MATERIAL FOR THIS TASK:
BEGIN
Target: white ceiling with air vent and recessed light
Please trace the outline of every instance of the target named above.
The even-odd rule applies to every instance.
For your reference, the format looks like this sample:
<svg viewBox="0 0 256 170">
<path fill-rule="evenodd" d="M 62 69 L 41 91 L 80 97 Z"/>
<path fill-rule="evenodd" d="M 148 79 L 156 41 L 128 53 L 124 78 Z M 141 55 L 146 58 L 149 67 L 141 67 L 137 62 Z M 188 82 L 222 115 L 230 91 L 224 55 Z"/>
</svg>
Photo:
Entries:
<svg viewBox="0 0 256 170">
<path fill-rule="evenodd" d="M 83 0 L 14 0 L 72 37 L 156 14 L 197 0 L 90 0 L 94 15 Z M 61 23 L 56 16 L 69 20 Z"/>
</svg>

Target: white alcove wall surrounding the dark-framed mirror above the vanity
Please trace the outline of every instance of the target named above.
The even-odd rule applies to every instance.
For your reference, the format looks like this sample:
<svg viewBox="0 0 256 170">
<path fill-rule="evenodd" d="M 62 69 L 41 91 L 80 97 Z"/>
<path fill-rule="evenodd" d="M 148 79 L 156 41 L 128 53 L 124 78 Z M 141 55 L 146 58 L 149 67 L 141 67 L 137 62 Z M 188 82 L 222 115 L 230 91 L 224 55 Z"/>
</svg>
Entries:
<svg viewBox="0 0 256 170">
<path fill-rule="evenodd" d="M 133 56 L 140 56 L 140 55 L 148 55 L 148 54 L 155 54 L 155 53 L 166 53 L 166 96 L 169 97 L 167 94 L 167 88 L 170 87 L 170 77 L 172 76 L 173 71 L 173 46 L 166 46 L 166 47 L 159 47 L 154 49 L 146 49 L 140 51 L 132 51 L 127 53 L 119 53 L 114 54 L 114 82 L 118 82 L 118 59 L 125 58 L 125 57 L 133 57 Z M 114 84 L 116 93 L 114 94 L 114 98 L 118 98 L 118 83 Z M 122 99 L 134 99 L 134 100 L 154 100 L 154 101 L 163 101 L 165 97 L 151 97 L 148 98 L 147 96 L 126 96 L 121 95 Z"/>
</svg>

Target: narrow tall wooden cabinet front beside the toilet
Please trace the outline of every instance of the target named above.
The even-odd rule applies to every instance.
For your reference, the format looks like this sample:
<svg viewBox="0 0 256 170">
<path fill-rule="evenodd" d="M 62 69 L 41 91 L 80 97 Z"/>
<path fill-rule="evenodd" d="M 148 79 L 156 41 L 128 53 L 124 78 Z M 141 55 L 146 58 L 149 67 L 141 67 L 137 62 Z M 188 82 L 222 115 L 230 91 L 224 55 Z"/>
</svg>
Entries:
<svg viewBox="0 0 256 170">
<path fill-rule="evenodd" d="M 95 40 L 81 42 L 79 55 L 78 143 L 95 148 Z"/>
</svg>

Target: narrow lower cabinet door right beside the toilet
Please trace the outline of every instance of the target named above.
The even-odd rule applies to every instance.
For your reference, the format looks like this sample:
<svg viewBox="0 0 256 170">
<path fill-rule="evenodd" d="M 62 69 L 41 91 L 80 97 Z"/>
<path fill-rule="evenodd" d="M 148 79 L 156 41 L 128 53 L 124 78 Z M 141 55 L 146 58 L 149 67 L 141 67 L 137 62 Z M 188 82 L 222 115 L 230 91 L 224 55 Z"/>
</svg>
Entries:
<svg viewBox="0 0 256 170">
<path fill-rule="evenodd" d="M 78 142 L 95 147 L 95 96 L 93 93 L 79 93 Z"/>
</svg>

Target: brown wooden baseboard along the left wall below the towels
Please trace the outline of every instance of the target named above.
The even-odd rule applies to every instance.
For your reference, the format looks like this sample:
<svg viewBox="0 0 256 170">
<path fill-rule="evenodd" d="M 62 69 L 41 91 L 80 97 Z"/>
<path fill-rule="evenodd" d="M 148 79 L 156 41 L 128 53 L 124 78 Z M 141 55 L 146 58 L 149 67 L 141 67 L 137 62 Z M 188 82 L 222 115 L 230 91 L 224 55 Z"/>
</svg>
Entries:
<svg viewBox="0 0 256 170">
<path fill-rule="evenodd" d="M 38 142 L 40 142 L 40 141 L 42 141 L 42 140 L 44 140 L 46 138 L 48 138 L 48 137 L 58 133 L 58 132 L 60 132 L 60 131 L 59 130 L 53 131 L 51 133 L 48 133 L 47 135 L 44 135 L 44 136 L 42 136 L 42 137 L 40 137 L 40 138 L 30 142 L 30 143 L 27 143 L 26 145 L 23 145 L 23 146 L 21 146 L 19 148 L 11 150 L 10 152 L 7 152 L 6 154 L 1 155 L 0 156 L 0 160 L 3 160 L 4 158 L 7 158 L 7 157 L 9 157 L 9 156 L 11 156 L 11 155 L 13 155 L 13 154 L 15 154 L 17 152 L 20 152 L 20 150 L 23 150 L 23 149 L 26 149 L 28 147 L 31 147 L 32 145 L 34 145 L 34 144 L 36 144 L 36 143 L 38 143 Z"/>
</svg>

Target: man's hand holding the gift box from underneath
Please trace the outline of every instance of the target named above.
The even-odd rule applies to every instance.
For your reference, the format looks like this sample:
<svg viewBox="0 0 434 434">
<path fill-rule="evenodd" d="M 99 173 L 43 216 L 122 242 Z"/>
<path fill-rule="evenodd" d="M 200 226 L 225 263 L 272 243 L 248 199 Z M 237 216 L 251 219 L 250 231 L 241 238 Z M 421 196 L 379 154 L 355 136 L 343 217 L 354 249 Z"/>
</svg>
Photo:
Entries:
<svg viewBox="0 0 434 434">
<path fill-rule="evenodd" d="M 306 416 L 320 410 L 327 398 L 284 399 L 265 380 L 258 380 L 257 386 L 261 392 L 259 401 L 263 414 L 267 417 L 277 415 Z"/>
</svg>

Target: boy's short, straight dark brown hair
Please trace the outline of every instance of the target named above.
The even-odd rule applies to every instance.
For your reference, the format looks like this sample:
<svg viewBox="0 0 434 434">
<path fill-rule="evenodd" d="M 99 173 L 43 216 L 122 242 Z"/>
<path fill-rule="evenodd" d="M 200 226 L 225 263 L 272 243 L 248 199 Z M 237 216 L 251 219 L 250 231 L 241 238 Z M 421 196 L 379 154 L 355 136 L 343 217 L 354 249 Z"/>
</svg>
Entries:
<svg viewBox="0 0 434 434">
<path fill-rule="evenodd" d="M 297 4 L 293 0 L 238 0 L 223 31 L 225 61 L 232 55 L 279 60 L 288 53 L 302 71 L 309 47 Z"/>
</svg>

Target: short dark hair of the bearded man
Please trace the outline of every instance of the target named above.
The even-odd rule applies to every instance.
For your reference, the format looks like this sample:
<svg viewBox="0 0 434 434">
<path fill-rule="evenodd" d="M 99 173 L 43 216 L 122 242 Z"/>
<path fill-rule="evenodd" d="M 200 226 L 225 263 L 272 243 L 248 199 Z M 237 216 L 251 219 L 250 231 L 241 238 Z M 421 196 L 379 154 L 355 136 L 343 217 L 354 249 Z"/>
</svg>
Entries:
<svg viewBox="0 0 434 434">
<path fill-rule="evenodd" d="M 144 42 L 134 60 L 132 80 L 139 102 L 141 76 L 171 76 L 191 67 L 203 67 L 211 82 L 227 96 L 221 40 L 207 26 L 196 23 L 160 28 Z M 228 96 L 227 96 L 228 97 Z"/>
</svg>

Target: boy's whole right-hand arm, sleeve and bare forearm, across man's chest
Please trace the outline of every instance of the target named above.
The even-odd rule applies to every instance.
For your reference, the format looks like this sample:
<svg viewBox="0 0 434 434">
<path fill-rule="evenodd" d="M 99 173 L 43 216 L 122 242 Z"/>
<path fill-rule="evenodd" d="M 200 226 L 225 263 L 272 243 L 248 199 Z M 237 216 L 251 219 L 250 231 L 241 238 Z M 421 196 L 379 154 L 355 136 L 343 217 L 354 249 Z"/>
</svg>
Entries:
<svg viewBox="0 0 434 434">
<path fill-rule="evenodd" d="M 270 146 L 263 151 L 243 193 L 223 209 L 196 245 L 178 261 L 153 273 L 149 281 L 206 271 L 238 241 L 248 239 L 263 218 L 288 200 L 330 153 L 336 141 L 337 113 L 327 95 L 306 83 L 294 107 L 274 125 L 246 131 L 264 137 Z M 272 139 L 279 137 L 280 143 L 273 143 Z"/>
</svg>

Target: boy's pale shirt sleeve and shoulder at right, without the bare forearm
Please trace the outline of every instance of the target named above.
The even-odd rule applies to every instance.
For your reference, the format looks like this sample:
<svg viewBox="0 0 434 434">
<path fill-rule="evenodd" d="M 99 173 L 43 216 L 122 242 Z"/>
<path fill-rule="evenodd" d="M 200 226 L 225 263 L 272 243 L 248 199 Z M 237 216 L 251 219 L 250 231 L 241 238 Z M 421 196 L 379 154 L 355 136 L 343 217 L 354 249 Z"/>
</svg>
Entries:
END
DESCRIPTION OF THE TASK:
The lines above from the one containing "Target: narrow tall" through the one containing "Target: narrow lower" are to be set down exactly, and no others.

RESPONSE:
Target: narrow tall wooden cabinet front beside the toilet
Please trace the outline of every instance of the target named above.
The even-odd rule applies to every instance.
For your reference, the format looks like this sample:
<svg viewBox="0 0 256 170">
<path fill-rule="evenodd" d="M 62 69 L 41 91 L 80 97 Z"/>
<path fill-rule="evenodd" d="M 148 79 L 156 41 L 128 53 L 124 78 Z M 141 55 L 146 58 L 149 67 L 141 67 L 137 62 Z M 188 82 L 222 115 L 230 91 L 224 55 Z"/>
</svg>
Entries:
<svg viewBox="0 0 256 170">
<path fill-rule="evenodd" d="M 95 40 L 81 42 L 79 55 L 78 143 L 95 148 Z"/>
</svg>

Target: narrow lower cabinet door right beside the toilet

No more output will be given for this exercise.